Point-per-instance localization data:
──────────
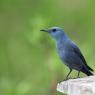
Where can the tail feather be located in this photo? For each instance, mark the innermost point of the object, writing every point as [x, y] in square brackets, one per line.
[86, 71]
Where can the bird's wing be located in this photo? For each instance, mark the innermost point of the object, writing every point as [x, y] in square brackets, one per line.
[78, 52]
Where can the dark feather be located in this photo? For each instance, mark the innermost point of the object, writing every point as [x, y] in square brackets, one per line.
[78, 52]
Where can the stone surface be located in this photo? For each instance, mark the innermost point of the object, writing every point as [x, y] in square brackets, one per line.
[80, 86]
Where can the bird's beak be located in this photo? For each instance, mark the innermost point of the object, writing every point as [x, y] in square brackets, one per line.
[44, 30]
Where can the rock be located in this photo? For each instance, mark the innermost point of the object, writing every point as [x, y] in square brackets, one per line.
[80, 86]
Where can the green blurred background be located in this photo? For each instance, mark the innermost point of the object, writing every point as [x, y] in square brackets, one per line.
[29, 64]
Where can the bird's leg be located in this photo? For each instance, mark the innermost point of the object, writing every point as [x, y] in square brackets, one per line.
[78, 74]
[68, 74]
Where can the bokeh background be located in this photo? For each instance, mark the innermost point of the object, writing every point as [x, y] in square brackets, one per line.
[29, 64]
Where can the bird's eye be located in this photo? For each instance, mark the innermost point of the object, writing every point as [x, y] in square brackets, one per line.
[54, 30]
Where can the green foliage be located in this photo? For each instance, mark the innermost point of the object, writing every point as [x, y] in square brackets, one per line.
[29, 64]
──────────
■ What you will do ■
Look above for the line with "Where can the bird's eye", then copy it and each later line exactly, stopping at the last line of the records.

■ Response to the exercise ■
Where can the bird's eye be located in this photo? For each instance, mark the innermost point of the object, writing every point as [x, y] in square brackets, one per line.
[54, 30]
Where can the green foliage be located in this photo? For each instance, mark the innermost point of the object, writing every point as [x, y] in square brackets, one per line.
[29, 64]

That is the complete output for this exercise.